• **Page excerpt**:
Broad backwards compatibility with ASCII is a strong reason to prefer UTF-8 in m...

othermaciej · on Feb 8, 2011

> "UTF-16 has no practical advantages over UTF-8" - UTF-16 is better - i.e., quite a bit more compact, since, e.g., Chinese characters always take 3 characters in UTF-8, for asian languages.

In some contexts that may matter. In other cases, you can expect enough ASCII mixed in to outweigh that effect. For example, on the Web though, if you're sending HTML, the savings from using 8 bits for the ASCII tags will nearly outweigh the cost of extra bytes for content text. Gzip shrinks that further to essentially no difference.

fnl · on Feb 8, 2011

As I posted there, too, he also missed one very important plus in UTF-16: character counting. If you ensure there are no Surrogate Chars (which is a simple byte-mask comparison using every second byte (only!) as in: "0xD800 & byte == 0xD800" [using the entire range to avoid having to think about byte order]) in your array, you can be 100% sure about the character length just by dividing the byte-length in two. With UTF-8, you have to look at each and every byte one by one and count the number of characters to establish the actual char-length. Finally, given how rare the Supplementary Range characters are, the Surrogate Range check can be safely skipped in many scenarios, making it significantly faster to establish char lengths in UTF-16 than UTF-8.

EDIT: oh, and before any "semantic-nerd" comes along: I am fully aware that 0xXXXX are two bytes, so, if you want, read "two-byte" for every time I mention "byte" above... (doh ;))

thristian · on Feb 8, 2011

If you can guarantee there are no surrogate bytes, then you're working with UCS-2 rather than UTF-16.

If you can guarantee there are no bytes with the high bit set (a simple byte mask comparison which can be done 32 bits at a time for speed), then UTF-8 devolves to ASCII and you can calculate character-length without any division at all!

Counting the number of characters in a string is a misleading benchmark, because it's not a thing that people need to do terribly often - if you're rendering text to a display, "character count" is not enough, you need to know things like font metrics and which characters are combining, zero-width, or double-width. Concatenating strings is easy, and only cares about byte length, not character length. And if you really, really find character-length calculations on your hot-path, you can always just store length-prefixed strings instead of terminated strings.

fnl · on Feb 8, 2011

Quite on the contrary; I work in data mining and need to count characters on many different occasions. Probably for web development you don't need to care about that stuff, right (but read the second paragraph first!). So if character counting is not important in your app, you can naturally use whatever you want. If it is, however, UTF-16 is far more efficient, while not having to waste space with UTF-32 if you can be quite sure that the Supp. Range can be safely ignored or by adding a trivial safeguard.

• **Records**:
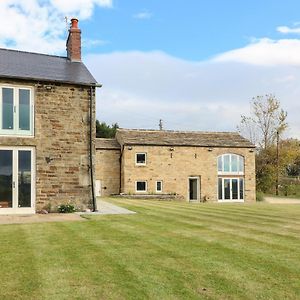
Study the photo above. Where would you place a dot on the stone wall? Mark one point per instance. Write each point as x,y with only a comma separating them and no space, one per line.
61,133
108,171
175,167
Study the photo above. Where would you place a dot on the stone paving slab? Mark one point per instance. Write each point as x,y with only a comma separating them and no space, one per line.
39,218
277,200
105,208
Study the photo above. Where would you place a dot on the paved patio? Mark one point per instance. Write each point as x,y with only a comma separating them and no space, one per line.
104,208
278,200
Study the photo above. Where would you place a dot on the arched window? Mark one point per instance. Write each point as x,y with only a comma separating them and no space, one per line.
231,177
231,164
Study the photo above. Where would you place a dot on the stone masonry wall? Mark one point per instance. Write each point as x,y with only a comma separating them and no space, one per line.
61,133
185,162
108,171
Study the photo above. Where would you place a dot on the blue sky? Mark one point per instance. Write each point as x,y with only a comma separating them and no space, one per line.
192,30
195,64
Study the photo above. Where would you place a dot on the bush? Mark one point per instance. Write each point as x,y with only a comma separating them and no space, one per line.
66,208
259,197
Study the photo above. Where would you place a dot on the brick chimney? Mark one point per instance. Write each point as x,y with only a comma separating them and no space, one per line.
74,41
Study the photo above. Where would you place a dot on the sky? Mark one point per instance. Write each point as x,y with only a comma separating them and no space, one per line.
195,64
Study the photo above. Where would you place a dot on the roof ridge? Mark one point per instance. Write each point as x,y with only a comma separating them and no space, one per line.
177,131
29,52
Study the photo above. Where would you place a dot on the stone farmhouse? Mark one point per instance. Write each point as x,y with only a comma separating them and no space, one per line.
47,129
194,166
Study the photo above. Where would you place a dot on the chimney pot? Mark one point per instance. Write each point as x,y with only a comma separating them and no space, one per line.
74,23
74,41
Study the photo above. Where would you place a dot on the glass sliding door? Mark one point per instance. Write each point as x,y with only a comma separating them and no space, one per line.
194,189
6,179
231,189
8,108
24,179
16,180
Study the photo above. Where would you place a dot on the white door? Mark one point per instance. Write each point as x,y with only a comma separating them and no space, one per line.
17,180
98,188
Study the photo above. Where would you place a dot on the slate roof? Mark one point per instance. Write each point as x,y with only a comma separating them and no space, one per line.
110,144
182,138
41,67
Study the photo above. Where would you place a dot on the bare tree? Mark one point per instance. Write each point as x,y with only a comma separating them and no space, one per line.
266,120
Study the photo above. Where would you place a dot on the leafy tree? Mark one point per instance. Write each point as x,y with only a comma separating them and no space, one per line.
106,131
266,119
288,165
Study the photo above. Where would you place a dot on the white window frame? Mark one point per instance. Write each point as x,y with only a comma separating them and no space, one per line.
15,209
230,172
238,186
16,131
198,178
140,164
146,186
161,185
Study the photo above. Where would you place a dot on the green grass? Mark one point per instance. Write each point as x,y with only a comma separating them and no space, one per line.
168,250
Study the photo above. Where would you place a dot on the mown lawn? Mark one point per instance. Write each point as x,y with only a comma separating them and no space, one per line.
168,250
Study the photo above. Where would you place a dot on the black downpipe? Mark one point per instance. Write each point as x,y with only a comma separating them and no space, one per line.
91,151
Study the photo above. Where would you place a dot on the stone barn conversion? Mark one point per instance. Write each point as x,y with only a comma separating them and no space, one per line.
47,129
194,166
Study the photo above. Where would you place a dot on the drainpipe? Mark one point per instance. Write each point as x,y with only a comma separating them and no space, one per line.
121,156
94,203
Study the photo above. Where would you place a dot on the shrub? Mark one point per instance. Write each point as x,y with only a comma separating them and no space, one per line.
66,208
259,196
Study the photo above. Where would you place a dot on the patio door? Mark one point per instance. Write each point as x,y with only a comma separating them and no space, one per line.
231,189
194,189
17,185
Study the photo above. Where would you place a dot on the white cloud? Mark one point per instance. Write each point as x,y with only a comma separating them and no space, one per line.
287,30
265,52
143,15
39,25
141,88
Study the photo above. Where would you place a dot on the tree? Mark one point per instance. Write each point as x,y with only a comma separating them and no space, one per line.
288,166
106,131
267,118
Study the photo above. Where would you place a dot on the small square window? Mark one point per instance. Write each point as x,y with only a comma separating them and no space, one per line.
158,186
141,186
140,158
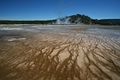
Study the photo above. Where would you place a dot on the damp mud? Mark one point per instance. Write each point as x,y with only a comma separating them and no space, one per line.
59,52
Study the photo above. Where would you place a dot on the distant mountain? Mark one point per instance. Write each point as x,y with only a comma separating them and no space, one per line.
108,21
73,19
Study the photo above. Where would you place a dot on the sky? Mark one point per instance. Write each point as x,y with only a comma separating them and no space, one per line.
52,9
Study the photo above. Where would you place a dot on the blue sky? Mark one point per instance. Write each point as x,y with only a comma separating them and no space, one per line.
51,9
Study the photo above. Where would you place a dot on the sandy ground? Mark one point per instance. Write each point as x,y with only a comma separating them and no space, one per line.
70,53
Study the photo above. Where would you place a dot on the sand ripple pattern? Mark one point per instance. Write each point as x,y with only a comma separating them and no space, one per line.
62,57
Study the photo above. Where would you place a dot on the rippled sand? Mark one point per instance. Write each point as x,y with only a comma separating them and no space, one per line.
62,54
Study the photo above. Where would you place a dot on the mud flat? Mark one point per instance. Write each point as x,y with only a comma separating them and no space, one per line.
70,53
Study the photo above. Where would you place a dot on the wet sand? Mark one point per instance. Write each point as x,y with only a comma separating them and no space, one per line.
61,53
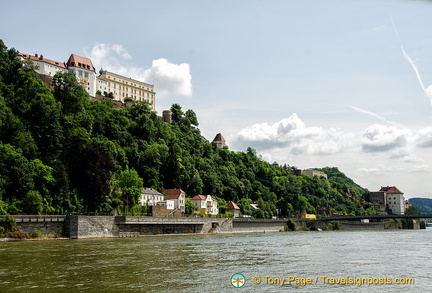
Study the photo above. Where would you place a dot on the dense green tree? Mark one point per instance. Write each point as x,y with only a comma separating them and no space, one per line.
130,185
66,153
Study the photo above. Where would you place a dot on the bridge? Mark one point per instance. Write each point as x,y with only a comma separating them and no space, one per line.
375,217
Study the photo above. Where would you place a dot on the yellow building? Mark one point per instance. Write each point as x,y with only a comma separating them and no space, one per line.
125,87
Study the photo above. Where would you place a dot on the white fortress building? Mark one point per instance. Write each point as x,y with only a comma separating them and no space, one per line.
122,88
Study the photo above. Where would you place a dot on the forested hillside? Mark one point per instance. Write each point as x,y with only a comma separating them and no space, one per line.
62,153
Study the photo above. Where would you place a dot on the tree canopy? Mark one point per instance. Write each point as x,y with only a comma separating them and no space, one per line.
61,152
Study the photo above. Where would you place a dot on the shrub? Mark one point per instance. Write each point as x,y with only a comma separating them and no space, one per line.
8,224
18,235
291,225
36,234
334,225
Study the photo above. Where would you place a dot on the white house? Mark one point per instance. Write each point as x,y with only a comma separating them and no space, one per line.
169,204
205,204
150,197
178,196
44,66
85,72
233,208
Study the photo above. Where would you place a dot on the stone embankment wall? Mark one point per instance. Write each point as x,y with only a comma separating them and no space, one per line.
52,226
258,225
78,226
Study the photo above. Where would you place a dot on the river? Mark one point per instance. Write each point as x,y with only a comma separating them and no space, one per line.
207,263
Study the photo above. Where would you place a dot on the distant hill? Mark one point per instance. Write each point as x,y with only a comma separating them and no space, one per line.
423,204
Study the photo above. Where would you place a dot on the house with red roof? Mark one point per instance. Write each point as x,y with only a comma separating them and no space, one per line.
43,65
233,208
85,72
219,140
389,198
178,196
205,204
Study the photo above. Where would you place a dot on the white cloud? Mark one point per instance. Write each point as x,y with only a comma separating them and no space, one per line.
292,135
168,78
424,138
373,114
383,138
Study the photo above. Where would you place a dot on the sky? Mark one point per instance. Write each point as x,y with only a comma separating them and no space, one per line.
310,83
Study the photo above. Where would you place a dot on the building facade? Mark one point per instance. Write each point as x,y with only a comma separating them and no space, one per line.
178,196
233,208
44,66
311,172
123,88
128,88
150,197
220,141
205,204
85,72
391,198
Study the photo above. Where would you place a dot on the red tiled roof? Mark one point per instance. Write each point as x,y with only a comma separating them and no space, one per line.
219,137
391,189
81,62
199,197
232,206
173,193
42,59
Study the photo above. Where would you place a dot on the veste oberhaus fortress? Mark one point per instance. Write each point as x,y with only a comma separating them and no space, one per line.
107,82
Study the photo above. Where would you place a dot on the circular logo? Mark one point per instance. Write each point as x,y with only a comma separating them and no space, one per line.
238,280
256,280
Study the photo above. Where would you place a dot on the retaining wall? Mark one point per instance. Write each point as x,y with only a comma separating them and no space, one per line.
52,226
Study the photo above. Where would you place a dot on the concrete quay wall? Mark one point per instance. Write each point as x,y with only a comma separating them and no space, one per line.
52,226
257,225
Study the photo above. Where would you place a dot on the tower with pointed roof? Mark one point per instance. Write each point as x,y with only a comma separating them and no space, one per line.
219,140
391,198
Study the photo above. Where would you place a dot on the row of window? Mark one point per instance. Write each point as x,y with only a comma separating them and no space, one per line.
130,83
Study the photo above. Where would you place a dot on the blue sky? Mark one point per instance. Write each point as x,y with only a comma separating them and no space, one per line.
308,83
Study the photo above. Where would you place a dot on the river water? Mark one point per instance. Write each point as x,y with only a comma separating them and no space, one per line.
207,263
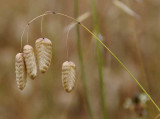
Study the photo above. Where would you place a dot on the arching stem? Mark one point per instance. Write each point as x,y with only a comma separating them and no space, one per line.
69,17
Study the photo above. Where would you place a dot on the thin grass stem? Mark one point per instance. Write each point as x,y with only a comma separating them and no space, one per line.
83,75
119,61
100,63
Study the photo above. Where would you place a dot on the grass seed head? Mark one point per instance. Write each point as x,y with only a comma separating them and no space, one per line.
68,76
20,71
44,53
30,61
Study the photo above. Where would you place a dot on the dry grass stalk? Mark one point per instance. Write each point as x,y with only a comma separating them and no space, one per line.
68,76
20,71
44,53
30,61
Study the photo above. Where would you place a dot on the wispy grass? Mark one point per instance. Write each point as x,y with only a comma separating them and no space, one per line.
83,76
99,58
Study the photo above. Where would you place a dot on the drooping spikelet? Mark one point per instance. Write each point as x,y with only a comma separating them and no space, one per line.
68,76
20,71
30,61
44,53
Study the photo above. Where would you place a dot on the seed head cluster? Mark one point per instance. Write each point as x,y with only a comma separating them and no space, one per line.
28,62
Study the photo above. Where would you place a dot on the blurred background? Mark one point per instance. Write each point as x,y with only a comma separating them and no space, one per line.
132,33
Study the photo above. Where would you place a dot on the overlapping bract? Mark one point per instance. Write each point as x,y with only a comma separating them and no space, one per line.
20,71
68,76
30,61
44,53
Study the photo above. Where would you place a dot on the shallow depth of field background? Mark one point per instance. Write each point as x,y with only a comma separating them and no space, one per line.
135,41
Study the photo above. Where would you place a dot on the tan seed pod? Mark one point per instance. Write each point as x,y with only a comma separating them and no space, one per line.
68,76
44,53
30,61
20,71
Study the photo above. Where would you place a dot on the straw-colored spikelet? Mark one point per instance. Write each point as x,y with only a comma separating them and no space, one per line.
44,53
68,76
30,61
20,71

* * *

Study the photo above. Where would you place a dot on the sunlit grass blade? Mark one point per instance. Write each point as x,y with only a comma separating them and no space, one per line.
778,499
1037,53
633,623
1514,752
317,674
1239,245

• **Problem 1**: Restate the UTF-8 discussion thread from "Quite on the" up to and including "a trivial safeguard.", changing "data mining" to "text analytics".
• **Problem 2**: In the UTF-8 discussion thread, what encoding are you working with if you can guarantee there are no surrogate bytes?

• **Response 1**:
Quite on the contrary; I work in text analytics and need to count characters on many different occasions. Probably for web development you don't need to care about that stuff, right (but read the second paragraph first!). So if character counting is not important in your app, you can naturally use whatever you want. If it is, however, UTF-16 is far more efficient, while not having to waste space with UTF-32 if you can be quite sure that the Supp. Range can be safely ignored or by adding a trivial safeguard.

• **Response 2**: UCS-2 rather than UTF-16.